#### Alıntı Metin

Çocuğunuzun yaşı ve psikolojik sürecinin yeterli olduğunu düşünüyor ve artık anaokuluna göndermeye karar veriyorsunuz. Ancak o da ne? İlk günler yeni tanımaya başladığınız öğretmenlere sizin bile soru işaretleriniz varken çocuğunuz da aynı kaygıyla içeride ne yapacağını, neler yaşayacağını bilemeden daha girmeden ağlıyor, sizden ayrılmak istemiyor ve o gözyaşları sizin bunca zamandır uğraştığınız tüm konuları altüst edip vazgeçmenize dahi sebep olabiliyor. Acaba çabuk mu pes ediyoruz yoksa bu yavrucakları okula alıştırmanın daha kolay bir yöntemi yok mudur?

Size psikolojinin en temel taşlarından, bağlanma kuramına dayanan bir okula alıştırma metodundan bahsedeceğim. Çocuğunuzun kayıp ya da terkedilmişlik duygusu yaşamadan 10 gün içerisinde 3 kademeli yöntem ile okula alışacağı bu yöntemin adı Berlin yöntemi. Bu yöntemin avantajları, çocuk bir anda yabancı bir ortama bırakılmaz iken yavaş yavaş tanıdığı kreş ortamı, arkadaşları ve öğretmenleri ile daha iyi bir ilişki kuracaktır. Anneninde yeterli süre içerisinde yaptığı gözlemler ile azalan kaygısı çocuğa da yansıyarak daha güvenli bir ortamda olduğu hissi yaratır.

 

  1. Temel Evre

Çocuğun anaokulunu annesi ya da babası ile birlikte tanımaya başladığı, yeni arkadaşları ve öğretmenleri ile bağ kuracağı bir zamandır. Toplam 3 gününüzü ayıracağınız bu evrede 1. Gün 1 saat, 2. Gün 2 saat, 3. Gün ise yaklaşık olarak 3 saatinizi okulda çocuğunuz ile birlikte geçireceksiniz. Zorlamadan istediği oyun ve oyuncaklar ile etrafı tanımasına ve güven hissinin yerleşmesine zaman tanıyacaksınız. Bu esnada deneyimli öğretmenler de çocuğunuzu gözlemleme şansı bulacaklar.

########

#### Görev Hedefi 1:
Aşağıdaki satırlardan kaçında "vest" dizesinin geçtiğini sayınız ve yalnızca sayıyı yazınız.

#### Görev Verileri

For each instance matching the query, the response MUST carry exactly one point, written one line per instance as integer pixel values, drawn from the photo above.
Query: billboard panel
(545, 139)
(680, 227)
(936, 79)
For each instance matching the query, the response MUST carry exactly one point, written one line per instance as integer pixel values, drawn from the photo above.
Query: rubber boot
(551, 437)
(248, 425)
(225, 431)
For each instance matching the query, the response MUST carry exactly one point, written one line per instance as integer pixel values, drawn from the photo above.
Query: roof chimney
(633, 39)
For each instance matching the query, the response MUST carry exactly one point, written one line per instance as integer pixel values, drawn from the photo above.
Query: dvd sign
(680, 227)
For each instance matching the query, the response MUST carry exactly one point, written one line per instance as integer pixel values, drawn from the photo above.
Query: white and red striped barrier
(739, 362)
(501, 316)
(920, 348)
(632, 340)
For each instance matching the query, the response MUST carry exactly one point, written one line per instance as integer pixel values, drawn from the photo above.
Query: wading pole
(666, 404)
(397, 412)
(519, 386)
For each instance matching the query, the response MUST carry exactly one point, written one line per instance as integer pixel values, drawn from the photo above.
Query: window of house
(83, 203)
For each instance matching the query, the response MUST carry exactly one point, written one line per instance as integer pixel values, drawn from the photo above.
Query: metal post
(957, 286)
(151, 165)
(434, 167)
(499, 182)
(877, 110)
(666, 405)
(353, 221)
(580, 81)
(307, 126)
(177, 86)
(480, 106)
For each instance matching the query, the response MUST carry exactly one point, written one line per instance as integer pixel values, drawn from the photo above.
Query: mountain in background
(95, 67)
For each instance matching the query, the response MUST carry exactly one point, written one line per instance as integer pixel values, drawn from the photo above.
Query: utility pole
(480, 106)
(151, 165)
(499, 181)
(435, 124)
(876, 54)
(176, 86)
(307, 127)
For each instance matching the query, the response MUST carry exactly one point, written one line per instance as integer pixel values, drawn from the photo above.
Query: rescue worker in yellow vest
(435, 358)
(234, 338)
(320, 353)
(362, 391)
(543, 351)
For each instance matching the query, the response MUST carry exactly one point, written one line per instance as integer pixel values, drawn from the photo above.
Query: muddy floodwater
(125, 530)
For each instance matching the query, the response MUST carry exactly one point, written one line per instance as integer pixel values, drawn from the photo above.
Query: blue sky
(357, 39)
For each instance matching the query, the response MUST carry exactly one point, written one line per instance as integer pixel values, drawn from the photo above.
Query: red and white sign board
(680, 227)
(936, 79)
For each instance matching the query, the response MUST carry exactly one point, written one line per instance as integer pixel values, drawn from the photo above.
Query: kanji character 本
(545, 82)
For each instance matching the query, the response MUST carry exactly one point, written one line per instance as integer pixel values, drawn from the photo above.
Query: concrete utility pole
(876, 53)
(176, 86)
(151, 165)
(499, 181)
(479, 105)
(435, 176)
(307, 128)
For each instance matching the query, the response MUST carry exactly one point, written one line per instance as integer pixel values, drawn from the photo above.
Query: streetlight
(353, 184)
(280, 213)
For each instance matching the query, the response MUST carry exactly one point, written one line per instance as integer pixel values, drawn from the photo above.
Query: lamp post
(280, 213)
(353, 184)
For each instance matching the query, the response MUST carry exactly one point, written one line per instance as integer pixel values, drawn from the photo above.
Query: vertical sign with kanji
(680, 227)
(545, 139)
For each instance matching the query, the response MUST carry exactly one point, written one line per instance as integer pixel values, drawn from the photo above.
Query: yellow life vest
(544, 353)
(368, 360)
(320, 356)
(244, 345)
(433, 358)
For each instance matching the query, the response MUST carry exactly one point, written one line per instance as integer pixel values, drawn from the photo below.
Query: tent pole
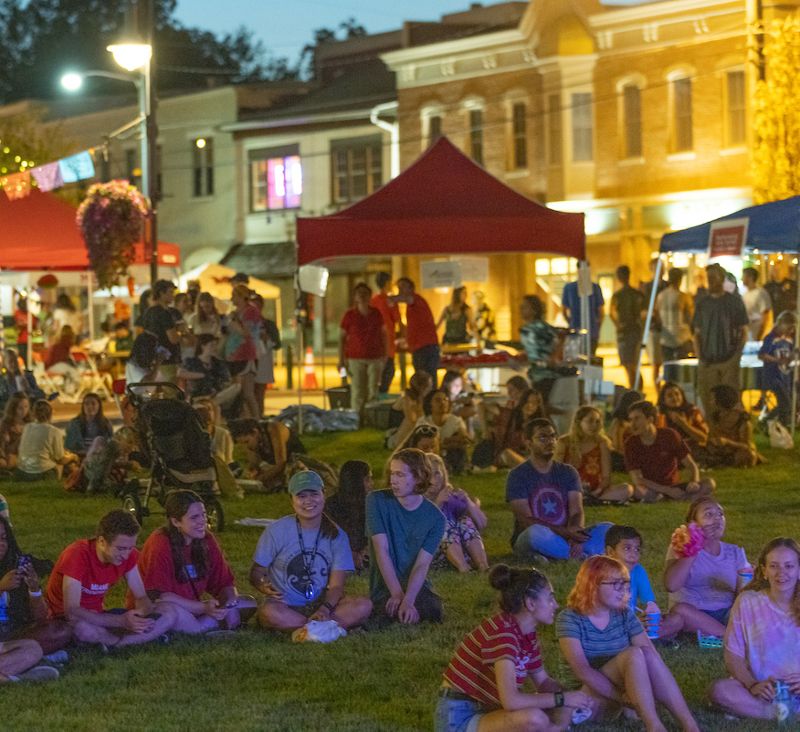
(648, 321)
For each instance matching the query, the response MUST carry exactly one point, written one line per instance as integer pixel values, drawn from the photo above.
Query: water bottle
(782, 704)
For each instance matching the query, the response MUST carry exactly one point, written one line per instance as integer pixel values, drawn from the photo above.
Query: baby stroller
(178, 450)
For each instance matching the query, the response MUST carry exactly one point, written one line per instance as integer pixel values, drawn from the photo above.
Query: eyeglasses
(618, 584)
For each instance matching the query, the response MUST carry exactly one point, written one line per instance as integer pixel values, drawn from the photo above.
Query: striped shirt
(471, 669)
(599, 646)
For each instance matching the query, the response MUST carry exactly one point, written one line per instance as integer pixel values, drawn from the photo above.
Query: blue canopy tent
(771, 228)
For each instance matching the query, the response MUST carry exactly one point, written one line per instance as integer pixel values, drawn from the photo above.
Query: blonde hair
(583, 596)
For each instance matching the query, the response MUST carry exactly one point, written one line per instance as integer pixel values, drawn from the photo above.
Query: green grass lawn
(370, 681)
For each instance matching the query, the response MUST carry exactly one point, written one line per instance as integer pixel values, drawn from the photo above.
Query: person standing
(720, 331)
(571, 308)
(391, 320)
(362, 348)
(757, 303)
(421, 337)
(627, 312)
(160, 321)
(675, 310)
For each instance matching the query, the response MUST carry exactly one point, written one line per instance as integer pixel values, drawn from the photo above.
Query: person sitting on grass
(654, 457)
(405, 530)
(347, 508)
(763, 636)
(701, 570)
(462, 545)
(624, 543)
(482, 686)
(266, 446)
(16, 415)
(677, 413)
(183, 566)
(41, 448)
(546, 500)
(301, 563)
(730, 438)
(86, 571)
(588, 450)
(23, 612)
(18, 661)
(608, 651)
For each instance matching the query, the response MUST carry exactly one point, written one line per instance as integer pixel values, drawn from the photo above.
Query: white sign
(440, 274)
(474, 269)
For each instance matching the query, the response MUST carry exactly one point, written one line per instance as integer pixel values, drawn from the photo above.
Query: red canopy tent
(39, 232)
(444, 203)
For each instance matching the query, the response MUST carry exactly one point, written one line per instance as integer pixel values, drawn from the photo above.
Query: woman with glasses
(301, 563)
(609, 652)
(482, 686)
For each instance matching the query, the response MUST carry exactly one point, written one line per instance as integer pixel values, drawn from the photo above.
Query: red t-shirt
(158, 571)
(79, 561)
(421, 327)
(364, 334)
(471, 670)
(391, 317)
(659, 462)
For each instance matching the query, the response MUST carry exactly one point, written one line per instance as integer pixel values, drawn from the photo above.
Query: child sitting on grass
(624, 543)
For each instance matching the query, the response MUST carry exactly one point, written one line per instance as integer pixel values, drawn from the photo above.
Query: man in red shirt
(86, 571)
(362, 348)
(391, 319)
(654, 457)
(421, 336)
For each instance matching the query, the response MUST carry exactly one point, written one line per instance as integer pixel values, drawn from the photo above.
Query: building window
(682, 115)
(276, 179)
(519, 135)
(203, 166)
(632, 120)
(554, 129)
(476, 135)
(357, 167)
(736, 112)
(582, 132)
(434, 128)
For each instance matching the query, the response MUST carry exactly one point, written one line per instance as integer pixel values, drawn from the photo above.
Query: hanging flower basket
(111, 218)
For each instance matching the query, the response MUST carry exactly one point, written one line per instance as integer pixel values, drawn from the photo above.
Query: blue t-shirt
(779, 346)
(599, 646)
(407, 533)
(641, 591)
(547, 493)
(572, 301)
(279, 552)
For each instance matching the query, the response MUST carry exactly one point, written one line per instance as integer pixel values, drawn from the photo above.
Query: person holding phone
(182, 566)
(84, 573)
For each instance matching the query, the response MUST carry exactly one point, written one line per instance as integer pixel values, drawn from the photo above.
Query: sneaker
(59, 657)
(37, 673)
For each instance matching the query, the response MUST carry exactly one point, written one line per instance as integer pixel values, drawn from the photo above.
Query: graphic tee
(79, 561)
(547, 493)
(280, 553)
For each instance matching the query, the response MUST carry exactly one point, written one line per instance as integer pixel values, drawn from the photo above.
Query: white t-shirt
(767, 637)
(41, 447)
(711, 582)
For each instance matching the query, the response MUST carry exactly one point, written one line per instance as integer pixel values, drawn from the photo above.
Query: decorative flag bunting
(16, 185)
(48, 176)
(77, 167)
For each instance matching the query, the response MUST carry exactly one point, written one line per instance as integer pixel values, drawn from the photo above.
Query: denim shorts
(457, 715)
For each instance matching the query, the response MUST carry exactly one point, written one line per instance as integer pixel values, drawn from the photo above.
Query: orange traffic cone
(309, 376)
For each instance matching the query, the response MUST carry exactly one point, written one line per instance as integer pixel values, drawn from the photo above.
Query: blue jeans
(541, 540)
(427, 359)
(457, 715)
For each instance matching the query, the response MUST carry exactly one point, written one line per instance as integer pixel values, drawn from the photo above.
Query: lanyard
(308, 564)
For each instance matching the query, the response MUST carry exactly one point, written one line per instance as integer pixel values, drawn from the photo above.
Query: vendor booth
(770, 228)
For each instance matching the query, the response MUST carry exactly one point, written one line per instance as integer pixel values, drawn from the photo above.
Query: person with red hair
(609, 652)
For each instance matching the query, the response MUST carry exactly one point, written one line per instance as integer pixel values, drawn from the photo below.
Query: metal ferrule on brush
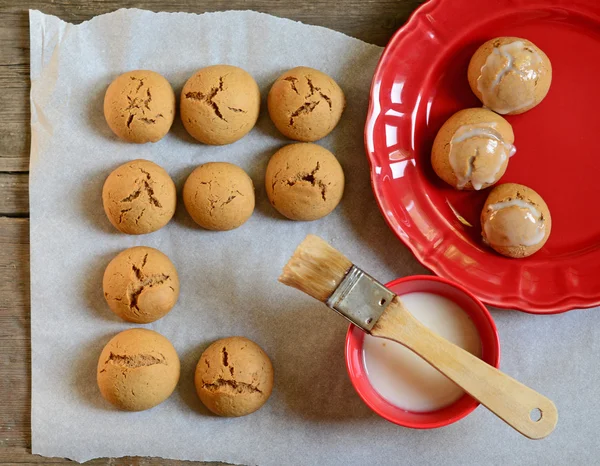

########

#### Görev Hedefi 2:
Yukarıdaki alıntı metne göre aşağıdaki soruları yanıtlayınız.
(a) Anlatılan okula alıştırma yöntemi hangi kurama dayanmaktadır?
(b) Berlin yöntemiyle çocuğun okula kaç gün içinde alışacağı belirtilmektedir?
(c) Temel Evre'nin 2. gününde çocukla birlikte okulda kaç saat geçirilecektir?

#### Görev Çıktısı 1:
2

#### Görev Çıktısı 2:
(a) Bağlanma kuramına.
(b) 10 gün içinde.
(c) 2 saat.